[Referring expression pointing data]
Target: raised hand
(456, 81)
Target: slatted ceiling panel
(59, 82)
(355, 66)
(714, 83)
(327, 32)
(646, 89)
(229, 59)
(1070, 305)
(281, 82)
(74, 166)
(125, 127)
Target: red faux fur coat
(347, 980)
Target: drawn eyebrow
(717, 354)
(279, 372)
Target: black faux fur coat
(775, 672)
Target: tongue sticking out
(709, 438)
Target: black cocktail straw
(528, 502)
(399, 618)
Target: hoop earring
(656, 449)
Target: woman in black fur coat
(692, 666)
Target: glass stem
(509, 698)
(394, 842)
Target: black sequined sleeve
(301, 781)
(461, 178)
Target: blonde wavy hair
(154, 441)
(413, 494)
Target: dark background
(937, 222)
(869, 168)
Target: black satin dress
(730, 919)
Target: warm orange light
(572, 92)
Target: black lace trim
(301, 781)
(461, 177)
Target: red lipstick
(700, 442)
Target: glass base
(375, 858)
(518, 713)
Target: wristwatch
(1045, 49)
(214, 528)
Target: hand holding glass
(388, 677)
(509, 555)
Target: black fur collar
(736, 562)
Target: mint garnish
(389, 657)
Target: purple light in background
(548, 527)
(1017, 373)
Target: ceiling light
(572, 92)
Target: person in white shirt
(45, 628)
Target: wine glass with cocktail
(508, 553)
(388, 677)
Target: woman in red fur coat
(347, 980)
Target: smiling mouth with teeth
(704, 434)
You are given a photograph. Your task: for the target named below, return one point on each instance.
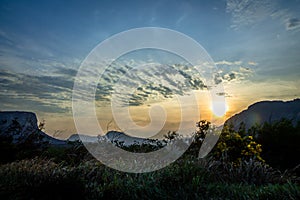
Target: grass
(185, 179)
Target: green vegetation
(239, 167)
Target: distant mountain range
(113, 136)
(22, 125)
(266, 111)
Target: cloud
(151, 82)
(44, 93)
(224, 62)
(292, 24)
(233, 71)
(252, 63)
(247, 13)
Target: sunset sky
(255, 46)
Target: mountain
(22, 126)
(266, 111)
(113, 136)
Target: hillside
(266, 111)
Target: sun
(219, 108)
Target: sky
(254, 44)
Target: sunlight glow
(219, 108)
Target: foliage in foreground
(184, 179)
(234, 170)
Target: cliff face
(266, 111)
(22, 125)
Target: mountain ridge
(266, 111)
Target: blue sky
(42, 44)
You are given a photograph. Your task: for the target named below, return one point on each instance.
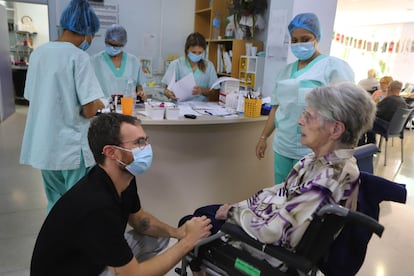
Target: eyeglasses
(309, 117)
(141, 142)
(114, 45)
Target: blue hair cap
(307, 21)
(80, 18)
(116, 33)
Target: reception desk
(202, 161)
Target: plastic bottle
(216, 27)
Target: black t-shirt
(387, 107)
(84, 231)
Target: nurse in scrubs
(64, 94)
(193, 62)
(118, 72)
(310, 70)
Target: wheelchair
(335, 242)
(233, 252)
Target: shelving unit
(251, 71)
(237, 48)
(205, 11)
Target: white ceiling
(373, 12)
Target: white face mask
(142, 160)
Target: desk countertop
...
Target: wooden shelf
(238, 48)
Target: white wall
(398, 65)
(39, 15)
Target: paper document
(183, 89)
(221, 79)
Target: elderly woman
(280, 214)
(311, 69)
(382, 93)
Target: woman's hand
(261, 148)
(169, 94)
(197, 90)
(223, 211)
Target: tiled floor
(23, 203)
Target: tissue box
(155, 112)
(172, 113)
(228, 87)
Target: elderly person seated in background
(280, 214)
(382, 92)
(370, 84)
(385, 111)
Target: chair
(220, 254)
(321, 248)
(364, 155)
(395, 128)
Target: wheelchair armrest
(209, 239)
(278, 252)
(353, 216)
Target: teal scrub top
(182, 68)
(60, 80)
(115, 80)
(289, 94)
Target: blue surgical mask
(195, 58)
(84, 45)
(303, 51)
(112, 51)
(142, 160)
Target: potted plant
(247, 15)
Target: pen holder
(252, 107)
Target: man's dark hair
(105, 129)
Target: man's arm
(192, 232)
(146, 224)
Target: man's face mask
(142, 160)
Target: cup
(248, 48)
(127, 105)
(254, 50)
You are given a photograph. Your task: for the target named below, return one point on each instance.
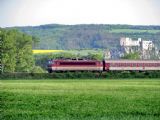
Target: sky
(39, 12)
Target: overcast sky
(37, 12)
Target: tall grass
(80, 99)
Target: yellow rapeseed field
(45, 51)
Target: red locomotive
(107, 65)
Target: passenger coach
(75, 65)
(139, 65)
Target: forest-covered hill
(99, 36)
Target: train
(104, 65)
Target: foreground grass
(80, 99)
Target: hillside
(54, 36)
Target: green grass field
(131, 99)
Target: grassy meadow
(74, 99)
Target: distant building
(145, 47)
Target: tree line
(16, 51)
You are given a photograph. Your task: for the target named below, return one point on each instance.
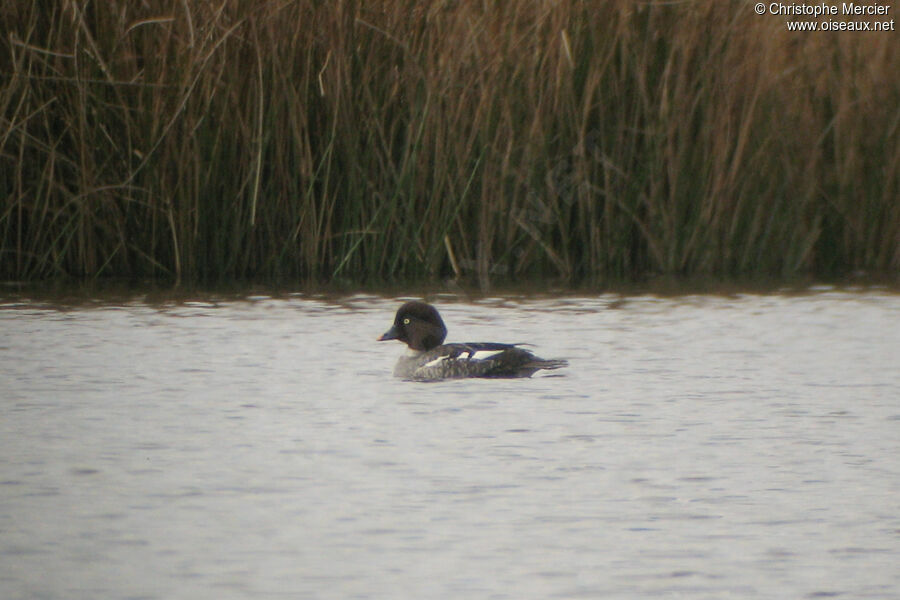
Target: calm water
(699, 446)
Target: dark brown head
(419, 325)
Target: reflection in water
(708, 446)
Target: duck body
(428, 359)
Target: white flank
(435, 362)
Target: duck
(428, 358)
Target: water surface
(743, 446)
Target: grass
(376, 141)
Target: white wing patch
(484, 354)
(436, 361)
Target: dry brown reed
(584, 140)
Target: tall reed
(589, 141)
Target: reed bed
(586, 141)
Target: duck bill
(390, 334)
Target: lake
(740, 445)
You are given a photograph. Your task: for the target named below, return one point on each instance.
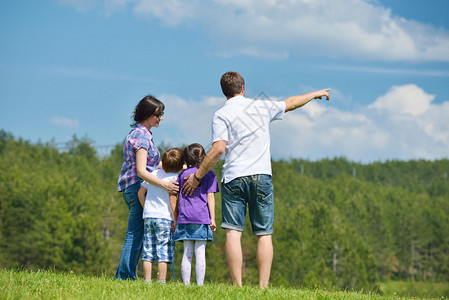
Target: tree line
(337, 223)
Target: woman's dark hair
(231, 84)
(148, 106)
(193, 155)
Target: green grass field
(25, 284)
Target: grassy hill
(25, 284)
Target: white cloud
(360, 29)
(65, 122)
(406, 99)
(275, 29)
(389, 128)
--
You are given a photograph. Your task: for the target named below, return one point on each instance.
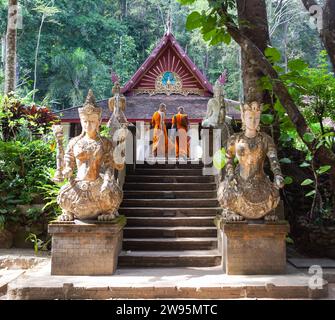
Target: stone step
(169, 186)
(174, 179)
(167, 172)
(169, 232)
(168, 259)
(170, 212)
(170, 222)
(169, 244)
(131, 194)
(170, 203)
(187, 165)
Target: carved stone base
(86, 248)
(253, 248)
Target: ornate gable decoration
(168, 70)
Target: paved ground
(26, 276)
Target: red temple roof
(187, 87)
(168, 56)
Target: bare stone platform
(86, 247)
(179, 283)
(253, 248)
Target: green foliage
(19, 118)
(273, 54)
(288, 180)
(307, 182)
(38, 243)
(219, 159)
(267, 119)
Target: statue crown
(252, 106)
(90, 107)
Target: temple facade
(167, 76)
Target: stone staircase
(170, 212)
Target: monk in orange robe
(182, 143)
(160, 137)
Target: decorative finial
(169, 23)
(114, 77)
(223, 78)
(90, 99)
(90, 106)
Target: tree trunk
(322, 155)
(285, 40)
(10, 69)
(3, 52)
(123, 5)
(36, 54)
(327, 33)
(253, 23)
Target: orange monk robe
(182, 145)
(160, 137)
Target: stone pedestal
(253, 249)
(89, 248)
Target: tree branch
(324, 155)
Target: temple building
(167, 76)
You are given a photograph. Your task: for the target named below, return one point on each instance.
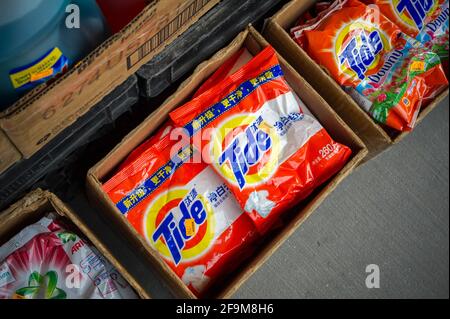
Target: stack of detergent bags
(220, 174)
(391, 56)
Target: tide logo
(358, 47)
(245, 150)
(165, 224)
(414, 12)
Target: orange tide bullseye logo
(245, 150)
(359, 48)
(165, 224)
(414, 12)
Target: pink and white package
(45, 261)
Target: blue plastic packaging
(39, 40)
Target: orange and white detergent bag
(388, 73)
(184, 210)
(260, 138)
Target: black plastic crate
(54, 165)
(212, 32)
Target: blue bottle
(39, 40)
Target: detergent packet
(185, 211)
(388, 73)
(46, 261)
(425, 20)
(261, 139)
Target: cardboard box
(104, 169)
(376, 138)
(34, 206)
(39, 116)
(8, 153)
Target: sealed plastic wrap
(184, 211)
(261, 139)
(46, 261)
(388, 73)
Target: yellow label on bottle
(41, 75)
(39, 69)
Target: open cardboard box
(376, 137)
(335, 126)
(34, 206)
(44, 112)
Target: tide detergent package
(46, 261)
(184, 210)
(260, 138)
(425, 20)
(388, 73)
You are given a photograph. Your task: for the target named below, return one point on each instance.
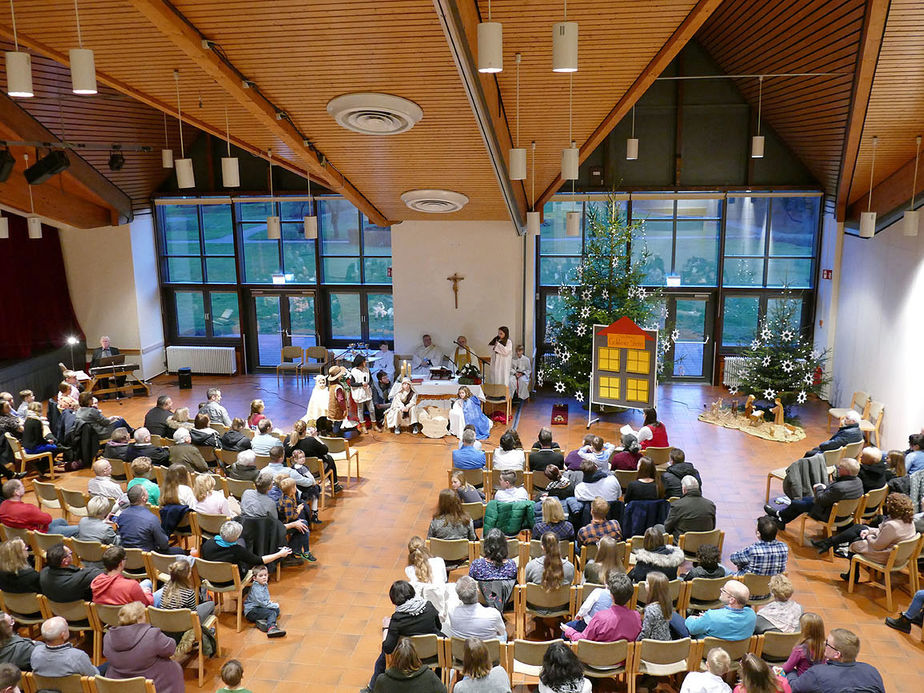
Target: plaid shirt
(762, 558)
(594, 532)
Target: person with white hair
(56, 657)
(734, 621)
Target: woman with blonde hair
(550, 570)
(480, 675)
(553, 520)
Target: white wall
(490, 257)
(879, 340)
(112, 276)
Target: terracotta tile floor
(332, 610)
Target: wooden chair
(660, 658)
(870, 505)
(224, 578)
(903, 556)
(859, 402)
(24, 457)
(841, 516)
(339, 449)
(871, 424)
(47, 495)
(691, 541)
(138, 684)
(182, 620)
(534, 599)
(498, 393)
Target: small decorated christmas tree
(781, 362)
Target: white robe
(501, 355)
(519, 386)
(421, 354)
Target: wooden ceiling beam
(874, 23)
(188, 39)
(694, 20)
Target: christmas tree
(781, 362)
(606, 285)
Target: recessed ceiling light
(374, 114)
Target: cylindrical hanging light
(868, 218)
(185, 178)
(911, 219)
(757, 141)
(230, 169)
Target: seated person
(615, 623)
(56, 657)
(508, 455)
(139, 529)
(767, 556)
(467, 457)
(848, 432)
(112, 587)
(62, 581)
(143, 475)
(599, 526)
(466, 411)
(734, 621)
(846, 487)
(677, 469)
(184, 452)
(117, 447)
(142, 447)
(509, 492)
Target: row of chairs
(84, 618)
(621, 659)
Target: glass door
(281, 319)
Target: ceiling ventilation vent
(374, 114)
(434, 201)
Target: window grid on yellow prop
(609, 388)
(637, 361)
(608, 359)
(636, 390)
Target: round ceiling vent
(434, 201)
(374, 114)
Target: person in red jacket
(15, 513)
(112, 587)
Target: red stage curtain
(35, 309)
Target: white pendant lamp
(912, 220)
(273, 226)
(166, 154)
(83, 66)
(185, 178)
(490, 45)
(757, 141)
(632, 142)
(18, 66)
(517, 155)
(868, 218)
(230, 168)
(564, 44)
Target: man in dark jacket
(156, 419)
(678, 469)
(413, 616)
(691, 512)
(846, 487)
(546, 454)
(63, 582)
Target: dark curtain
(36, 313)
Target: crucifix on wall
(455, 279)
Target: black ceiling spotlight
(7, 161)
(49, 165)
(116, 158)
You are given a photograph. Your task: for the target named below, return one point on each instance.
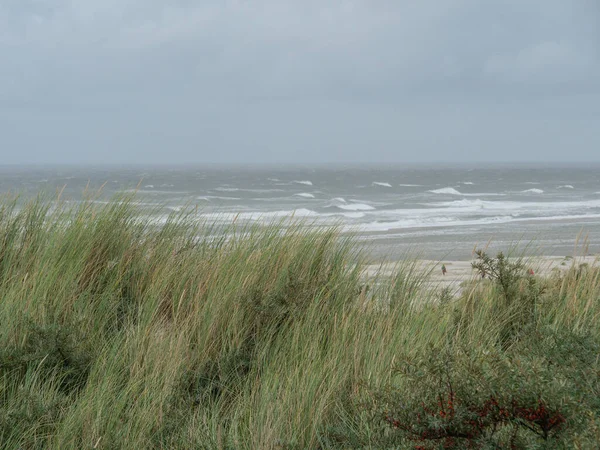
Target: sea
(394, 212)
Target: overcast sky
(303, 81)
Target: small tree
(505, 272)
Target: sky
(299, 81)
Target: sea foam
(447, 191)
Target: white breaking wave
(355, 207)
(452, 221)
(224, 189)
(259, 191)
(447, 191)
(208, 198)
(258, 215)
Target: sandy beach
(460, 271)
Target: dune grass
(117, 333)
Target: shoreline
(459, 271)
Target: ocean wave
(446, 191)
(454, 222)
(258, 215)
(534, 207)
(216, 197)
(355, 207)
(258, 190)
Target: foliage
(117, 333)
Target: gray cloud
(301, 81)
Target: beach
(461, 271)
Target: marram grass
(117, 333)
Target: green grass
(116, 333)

**WHAT THE EXERCISE ASKS**
Pictures do not belong in the answer. Return the lines above starting at the one with "Target: sunset sky" and ending at the one with "Target: desk countertop", both kept, exactly.

**RESULT**
Target: sunset sky
(255, 46)
Target: mountain
(22, 126)
(266, 111)
(113, 136)
Target: hillside
(266, 111)
Target: sun
(219, 108)
Target: sky
(254, 44)
Target: sunlight glow
(219, 108)
Target: foliage in foreground
(184, 179)
(234, 170)
Target: cliff face
(266, 111)
(22, 125)
Target: mountain ridge
(266, 111)
Target: blue sky
(42, 44)
You are given a photograph. Your task: for the target named below, return one point on each instance.
Target: eyeglasses
(309, 117)
(141, 142)
(114, 45)
Target: blue hair cap
(307, 21)
(80, 18)
(116, 33)
Target: reception desk
(202, 161)
Target: plastic bottle
(216, 27)
Target: black t-shirt
(387, 107)
(84, 231)
Target: nurse in scrubs
(64, 94)
(193, 62)
(118, 72)
(310, 70)
Target: wheelchair
(335, 242)
(233, 252)
Target: shelving unit
(251, 71)
(237, 48)
(205, 11)
Target: white ceiling
(373, 12)
Target: white face mask
(142, 160)
Target: desk countertop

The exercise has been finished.